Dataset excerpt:
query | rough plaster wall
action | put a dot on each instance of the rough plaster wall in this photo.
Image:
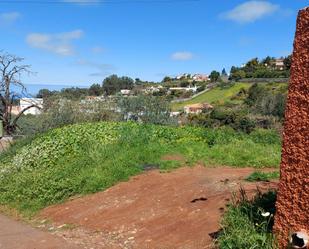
(293, 196)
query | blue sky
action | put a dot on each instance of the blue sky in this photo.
(73, 43)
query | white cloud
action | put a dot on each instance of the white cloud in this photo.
(82, 2)
(97, 50)
(250, 11)
(60, 43)
(182, 56)
(102, 69)
(9, 17)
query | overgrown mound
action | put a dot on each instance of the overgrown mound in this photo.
(86, 158)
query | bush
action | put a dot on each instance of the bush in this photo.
(248, 223)
(85, 158)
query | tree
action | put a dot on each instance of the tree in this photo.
(224, 73)
(166, 79)
(214, 76)
(114, 84)
(11, 69)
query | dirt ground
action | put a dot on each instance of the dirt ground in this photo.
(180, 209)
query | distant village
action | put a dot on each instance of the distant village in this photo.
(177, 89)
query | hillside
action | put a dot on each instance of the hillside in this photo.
(213, 95)
(88, 158)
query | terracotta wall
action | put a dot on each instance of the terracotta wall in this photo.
(293, 196)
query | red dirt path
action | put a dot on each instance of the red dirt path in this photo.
(179, 210)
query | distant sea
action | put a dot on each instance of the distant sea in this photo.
(33, 89)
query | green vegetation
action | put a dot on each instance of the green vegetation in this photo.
(218, 94)
(268, 67)
(259, 176)
(248, 223)
(86, 158)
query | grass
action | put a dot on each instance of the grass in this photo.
(248, 223)
(259, 176)
(216, 94)
(88, 158)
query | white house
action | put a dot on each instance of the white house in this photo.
(125, 92)
(197, 108)
(187, 89)
(26, 102)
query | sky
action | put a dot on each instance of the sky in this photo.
(80, 42)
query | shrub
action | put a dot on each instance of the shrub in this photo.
(248, 223)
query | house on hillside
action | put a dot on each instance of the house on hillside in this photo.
(15, 110)
(187, 89)
(125, 92)
(200, 77)
(25, 103)
(279, 64)
(197, 108)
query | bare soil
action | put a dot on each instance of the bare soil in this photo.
(180, 209)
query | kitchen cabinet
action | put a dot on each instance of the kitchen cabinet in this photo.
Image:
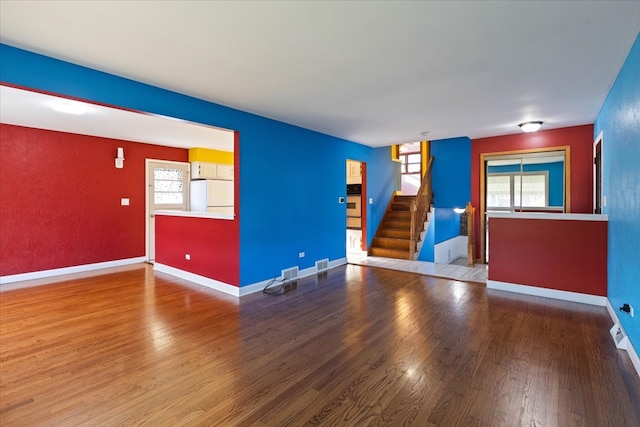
(206, 170)
(212, 196)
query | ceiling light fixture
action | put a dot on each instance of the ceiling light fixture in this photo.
(530, 126)
(70, 107)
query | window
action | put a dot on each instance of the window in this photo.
(514, 191)
(168, 185)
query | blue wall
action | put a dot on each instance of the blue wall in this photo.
(451, 183)
(451, 173)
(290, 177)
(556, 177)
(619, 120)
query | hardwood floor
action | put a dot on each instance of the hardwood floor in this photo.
(354, 346)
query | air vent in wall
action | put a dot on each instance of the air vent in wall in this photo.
(290, 273)
(322, 265)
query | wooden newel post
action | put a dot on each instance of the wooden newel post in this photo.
(471, 235)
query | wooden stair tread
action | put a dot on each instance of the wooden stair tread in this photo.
(390, 253)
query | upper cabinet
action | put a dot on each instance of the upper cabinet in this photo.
(205, 170)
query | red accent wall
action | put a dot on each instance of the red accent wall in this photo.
(554, 254)
(60, 198)
(213, 245)
(579, 138)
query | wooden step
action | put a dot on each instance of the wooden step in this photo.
(391, 243)
(400, 207)
(395, 233)
(402, 225)
(403, 199)
(398, 216)
(389, 253)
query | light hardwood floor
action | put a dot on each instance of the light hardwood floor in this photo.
(354, 346)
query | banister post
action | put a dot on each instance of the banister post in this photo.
(412, 242)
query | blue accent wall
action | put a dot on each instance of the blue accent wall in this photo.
(447, 224)
(451, 173)
(427, 253)
(556, 177)
(619, 120)
(290, 177)
(451, 183)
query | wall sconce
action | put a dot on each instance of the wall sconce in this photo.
(120, 158)
(530, 126)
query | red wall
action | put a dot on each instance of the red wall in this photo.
(579, 138)
(213, 245)
(554, 254)
(60, 199)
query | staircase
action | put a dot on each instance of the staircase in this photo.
(402, 225)
(393, 239)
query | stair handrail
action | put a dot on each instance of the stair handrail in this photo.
(420, 208)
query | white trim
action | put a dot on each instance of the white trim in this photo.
(626, 343)
(548, 293)
(43, 274)
(147, 198)
(552, 216)
(598, 140)
(196, 278)
(235, 290)
(337, 262)
(192, 214)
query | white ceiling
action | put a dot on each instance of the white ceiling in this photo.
(33, 109)
(374, 72)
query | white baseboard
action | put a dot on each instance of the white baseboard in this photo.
(548, 293)
(234, 290)
(43, 274)
(259, 286)
(196, 278)
(624, 344)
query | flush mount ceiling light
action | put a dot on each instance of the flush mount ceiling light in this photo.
(530, 126)
(70, 107)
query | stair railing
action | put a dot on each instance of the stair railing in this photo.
(420, 208)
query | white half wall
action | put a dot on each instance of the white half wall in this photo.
(449, 250)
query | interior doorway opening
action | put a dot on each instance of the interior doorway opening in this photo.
(356, 207)
(167, 189)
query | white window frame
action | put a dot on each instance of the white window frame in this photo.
(512, 206)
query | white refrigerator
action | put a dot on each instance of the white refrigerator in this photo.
(212, 196)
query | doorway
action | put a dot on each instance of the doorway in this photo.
(356, 209)
(167, 189)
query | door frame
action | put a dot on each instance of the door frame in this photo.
(148, 195)
(363, 203)
(598, 145)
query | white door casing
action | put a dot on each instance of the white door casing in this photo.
(167, 188)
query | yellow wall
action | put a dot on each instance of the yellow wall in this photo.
(211, 156)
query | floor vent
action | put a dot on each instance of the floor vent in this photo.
(322, 265)
(619, 337)
(290, 273)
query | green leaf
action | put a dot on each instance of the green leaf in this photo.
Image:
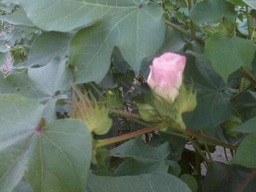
(135, 167)
(247, 127)
(160, 182)
(138, 150)
(228, 54)
(56, 157)
(245, 154)
(61, 157)
(47, 46)
(20, 83)
(137, 33)
(222, 178)
(213, 99)
(190, 181)
(18, 17)
(69, 15)
(19, 117)
(143, 157)
(53, 77)
(251, 3)
(212, 11)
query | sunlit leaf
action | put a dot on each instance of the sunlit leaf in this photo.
(228, 54)
(160, 182)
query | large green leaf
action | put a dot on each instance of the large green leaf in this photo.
(251, 3)
(19, 116)
(55, 157)
(47, 46)
(51, 79)
(212, 11)
(61, 157)
(247, 127)
(18, 17)
(213, 99)
(143, 158)
(137, 33)
(228, 54)
(222, 178)
(160, 182)
(245, 154)
(138, 150)
(67, 15)
(20, 83)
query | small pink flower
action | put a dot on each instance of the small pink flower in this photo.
(166, 73)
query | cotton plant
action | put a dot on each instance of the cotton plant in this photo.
(170, 97)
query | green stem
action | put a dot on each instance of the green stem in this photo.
(248, 22)
(180, 29)
(109, 141)
(192, 25)
(209, 140)
(207, 149)
(248, 75)
(132, 116)
(96, 89)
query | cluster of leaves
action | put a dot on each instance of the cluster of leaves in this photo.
(107, 46)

Directive.
Please output the material above line for line with no changes, leaving out the pictures.

Solution to the exercise.
query | rough plaster wall
action | put a dot on each instance of the rough plaster wall in this photo.
Image:
(293, 196)
query | blue sky
action | put a dot on each instance of the blue sky in this photo.
(73, 43)
query | white cloud
action | put a dot on each instance of the white cloud in this photo.
(82, 2)
(97, 50)
(250, 11)
(60, 43)
(182, 56)
(102, 69)
(9, 17)
query | overgrown mound
action | put a dot on each instance of the overgrown mound in this photo.
(86, 158)
query | bush
action | put a dot on each instance of the bush in this photo.
(248, 223)
(85, 158)
query | tree
action | put a dot on each instance of the tree in this photo.
(224, 73)
(166, 79)
(214, 76)
(114, 84)
(11, 69)
query | dirt ground
action | put a dot on each instance of the dirt ground in this photo.
(180, 209)
query | distant village
action | put a dot on each instance of the distant village in this photo.
(177, 89)
query | hillside
action | put a dot on each instance of the hillside in this photo.
(213, 95)
(88, 158)
query | terracotta wall
action | put a dot on each instance of the terracotta wall in this photo.
(293, 196)
query | red dirt path
action | put a dot on each instance of the red dirt path in this photo.
(179, 210)
query | distant sea
action | put a dot on each instance of the distant sea in this photo.
(33, 89)
query | green vegetation
action | put a dot on each instance of the green vegetation in this photo.
(218, 94)
(268, 67)
(259, 176)
(248, 223)
(86, 158)
query | grass
action | put a dot on each instance of the grass in this photo.
(248, 223)
(259, 176)
(216, 94)
(88, 158)
query | white house
action | put a dot on each instance of the white house in this photo.
(125, 92)
(197, 108)
(187, 89)
(26, 102)
query | sky
action | put a dot on each instance of the sky in this photo.
(80, 42)
query | shrub
action | put a dot on each instance of the shrub in this photo.
(248, 223)
query | house on hillside
action | put a dot on each instance of the house on hillside in this photo.
(15, 110)
(187, 89)
(125, 92)
(200, 77)
(25, 103)
(279, 64)
(197, 108)
query | bare soil
action | put a dot on each instance of the bare soil in this photo.
(180, 209)
query | kitchen cabinet
action | put a dot on each instance of the kitchen cabinet in this photo.
Image:
(206, 170)
(212, 196)
query | ceiling light fixture
action | put a dot on each instance of the ceiling light fixture in this photo.
(530, 126)
(70, 107)
query | window
action | put a dot on each instance of the window in this photo.
(514, 191)
(168, 185)
query | blue wall
action | put a dot on each instance of the blue wall in this photo.
(451, 183)
(451, 173)
(290, 177)
(556, 177)
(619, 120)
query | hardwood floor
action | put a dot on each instance of the hardwood floor in this photo.
(354, 346)
query | air vent in wall
action | put a dot on each instance of the air vent in wall in this photo.
(290, 273)
(322, 265)
query | wooden newel post
action | put a dot on each instance of the wooden newel post in this photo.
(471, 235)
query | wooden stair tread
action | put a dot on each instance of the wooden stair tread in this photo.
(390, 253)
query | upper cabinet
action | put a dot on each instance of the upper cabinet in this photo.
(205, 170)
query | red accent wall
action | put a dot on each instance of the red accent wall in this photo.
(554, 254)
(60, 198)
(213, 245)
(579, 138)
query | wooden step
action | put a dot on each instance of the wooden step in this photo.
(391, 243)
(400, 207)
(395, 233)
(402, 225)
(403, 199)
(398, 216)
(389, 253)
query | light hardwood floor
action | put a dot on each instance of the light hardwood floor in this photo.
(354, 346)
query | banister post
action | put a dot on each instance of the banister post in this photo.
(412, 242)
query | blue accent wall
action | put a dot on each instance of the blue accent wall in this photo.
(447, 224)
(451, 173)
(427, 253)
(556, 177)
(619, 120)
(290, 177)
(451, 183)
query | wall sconce
action | put a dot on each instance of the wall sconce in this photo.
(120, 158)
(530, 126)
query | red wall
action | put a dot on each instance of the red wall in this photo.
(579, 138)
(213, 245)
(554, 254)
(60, 199)
query | staircase
action | put a dot on each instance of the staircase in this photo.
(402, 225)
(393, 239)
query | stair handrail
action | put a dot on each instance of the stair handrail in this photo.
(420, 208)
query | white trim
action | put a dot on each instance of the white trim in this photo.
(626, 343)
(548, 293)
(43, 274)
(147, 198)
(552, 216)
(598, 140)
(196, 278)
(235, 290)
(337, 262)
(192, 214)
query | white ceiling
action | put a dot on each instance of the white ceiling in this photo.
(33, 109)
(374, 72)
query | white baseboard
action | put a dot on each instance of the white baseboard in this photo.
(548, 293)
(234, 290)
(43, 274)
(259, 286)
(196, 278)
(624, 344)
query | flush mount ceiling light
action | put a dot on each instance of the flush mount ceiling light in this photo.
(530, 126)
(70, 107)
query | stair railing
action | put a dot on each instance of the stair railing in this photo.
(420, 208)
query | white half wall
action | put a dot on each instance of the white half wall in this photo.
(449, 250)
query | interior doorway opening
action | put a dot on each instance of the interior doorway opening in this photo.
(356, 207)
(167, 189)
query | white window frame
action | put a dot on each instance of the white window frame in this photo.
(512, 206)
query | white refrigerator
action | put a dot on each instance of the white refrigerator in this photo.
(212, 196)
query | doorway
action | put a dot on each instance of the doorway in this photo.
(356, 209)
(167, 189)
query | door frame
action | put a dot on each instance of the door frame in this photo.
(148, 195)
(363, 203)
(598, 145)
query | white door casing
action | put a dot on each instance of the white door casing in this photo.
(167, 188)
query | yellow wall
action | put a dot on each instance of the yellow wall in this photo.
(211, 156)
query | floor vent
action | put a dot on each instance of the floor vent in this photo.
(322, 265)
(619, 337)
(290, 273)
query | green leaf
action | put a dot on each instance of the green leaf in this photo.
Image:
(135, 167)
(247, 127)
(160, 182)
(138, 150)
(228, 54)
(56, 157)
(245, 154)
(61, 157)
(47, 46)
(20, 83)
(137, 33)
(222, 178)
(213, 99)
(190, 181)
(18, 17)
(69, 15)
(19, 117)
(143, 157)
(53, 77)
(251, 3)
(212, 11)
query | sunlit leaf
action | put a dot on each instance of the sunlit leaf in this photo.
(228, 54)
(160, 182)
query | large green leaf
action | put a dot on each instance of the large green leaf in this photo.
(251, 3)
(19, 116)
(55, 157)
(47, 46)
(51, 79)
(212, 11)
(61, 157)
(247, 127)
(18, 17)
(213, 99)
(143, 158)
(137, 33)
(228, 54)
(222, 178)
(160, 182)
(245, 154)
(138, 150)
(67, 15)
(20, 83)
query | small pink flower
action | put a dot on each instance of the small pink flower in this photo.
(166, 73)
query | cotton plant
action | put a dot on each instance of the cotton plant in this photo.
(170, 97)
query | green stem
action | put a dot on each instance of the green stem in this photo.
(248, 22)
(180, 29)
(109, 141)
(192, 25)
(209, 140)
(207, 149)
(248, 75)
(132, 116)
(96, 89)
query | cluster of leaves
action | put a dot on each instance of the cluster of leaves in this photo.
(107, 46)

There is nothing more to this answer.